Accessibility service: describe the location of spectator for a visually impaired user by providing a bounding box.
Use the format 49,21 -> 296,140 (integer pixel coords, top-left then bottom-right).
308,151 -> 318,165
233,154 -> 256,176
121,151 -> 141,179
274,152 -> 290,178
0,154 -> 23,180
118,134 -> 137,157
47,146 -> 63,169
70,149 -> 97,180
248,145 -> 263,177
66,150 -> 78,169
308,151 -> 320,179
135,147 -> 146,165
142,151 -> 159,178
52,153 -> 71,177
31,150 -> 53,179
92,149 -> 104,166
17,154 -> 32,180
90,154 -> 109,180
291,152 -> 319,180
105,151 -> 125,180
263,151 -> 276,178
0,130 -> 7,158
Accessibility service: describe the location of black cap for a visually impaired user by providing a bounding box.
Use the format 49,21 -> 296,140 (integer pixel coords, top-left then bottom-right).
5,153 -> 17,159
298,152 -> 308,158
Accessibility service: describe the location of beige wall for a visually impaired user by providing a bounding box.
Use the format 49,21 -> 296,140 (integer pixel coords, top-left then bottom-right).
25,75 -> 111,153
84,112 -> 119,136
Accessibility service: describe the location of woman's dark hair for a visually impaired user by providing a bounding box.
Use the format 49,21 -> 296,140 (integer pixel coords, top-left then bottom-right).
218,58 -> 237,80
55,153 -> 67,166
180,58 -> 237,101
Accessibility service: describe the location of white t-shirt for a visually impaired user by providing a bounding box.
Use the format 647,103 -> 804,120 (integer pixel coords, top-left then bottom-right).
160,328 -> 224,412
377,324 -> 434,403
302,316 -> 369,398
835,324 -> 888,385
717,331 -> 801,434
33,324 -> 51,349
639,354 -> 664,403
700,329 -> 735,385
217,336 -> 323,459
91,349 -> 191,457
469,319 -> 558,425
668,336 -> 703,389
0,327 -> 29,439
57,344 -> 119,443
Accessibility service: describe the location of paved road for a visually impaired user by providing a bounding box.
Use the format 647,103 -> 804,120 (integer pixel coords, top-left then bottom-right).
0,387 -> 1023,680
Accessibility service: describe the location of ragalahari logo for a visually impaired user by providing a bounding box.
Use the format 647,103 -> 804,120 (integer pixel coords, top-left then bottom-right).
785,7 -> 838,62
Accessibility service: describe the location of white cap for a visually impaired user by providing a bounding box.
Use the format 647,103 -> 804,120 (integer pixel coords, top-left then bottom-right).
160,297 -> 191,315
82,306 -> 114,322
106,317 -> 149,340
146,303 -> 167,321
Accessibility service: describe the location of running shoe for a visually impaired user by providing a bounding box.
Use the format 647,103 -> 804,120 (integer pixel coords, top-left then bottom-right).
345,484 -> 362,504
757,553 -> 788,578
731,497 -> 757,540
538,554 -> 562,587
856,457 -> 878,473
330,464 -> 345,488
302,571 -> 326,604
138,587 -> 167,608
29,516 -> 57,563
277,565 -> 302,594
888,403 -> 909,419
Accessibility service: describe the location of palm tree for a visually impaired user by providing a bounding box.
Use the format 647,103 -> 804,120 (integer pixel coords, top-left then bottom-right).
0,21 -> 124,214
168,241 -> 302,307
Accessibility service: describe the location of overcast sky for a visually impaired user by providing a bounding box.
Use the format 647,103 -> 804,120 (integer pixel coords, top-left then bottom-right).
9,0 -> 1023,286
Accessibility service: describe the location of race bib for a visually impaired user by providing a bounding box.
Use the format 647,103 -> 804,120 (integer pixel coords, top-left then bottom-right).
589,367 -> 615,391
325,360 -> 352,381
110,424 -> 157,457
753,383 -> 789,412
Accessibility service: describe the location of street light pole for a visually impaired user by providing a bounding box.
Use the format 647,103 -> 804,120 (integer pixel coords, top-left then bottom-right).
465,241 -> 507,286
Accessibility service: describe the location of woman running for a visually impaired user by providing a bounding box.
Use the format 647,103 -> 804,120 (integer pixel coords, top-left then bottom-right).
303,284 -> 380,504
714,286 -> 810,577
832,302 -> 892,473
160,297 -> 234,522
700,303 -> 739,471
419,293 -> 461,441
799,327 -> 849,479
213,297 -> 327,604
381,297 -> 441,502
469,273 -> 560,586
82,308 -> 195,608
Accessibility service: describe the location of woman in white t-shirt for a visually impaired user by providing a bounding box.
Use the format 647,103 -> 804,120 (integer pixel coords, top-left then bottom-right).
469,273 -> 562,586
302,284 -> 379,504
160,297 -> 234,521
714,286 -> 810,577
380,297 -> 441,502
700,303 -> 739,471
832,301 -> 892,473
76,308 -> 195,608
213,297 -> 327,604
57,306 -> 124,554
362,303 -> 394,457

YOUR INSTRUCTIONS. Repeat everything in the records from the line containing "Accessibility service: describe the location of white cap" down to the line containing "146,303 -> 167,321", both included.

FULL RESPONSE.
Accessibility service: describe the location of white cap for a visually impaired user by providing a bounding box.
Use the format 647,103 -> 804,120 (integer pixel coords, top-left then bottom-right).
160,297 -> 191,315
82,306 -> 114,322
106,317 -> 149,340
146,303 -> 167,321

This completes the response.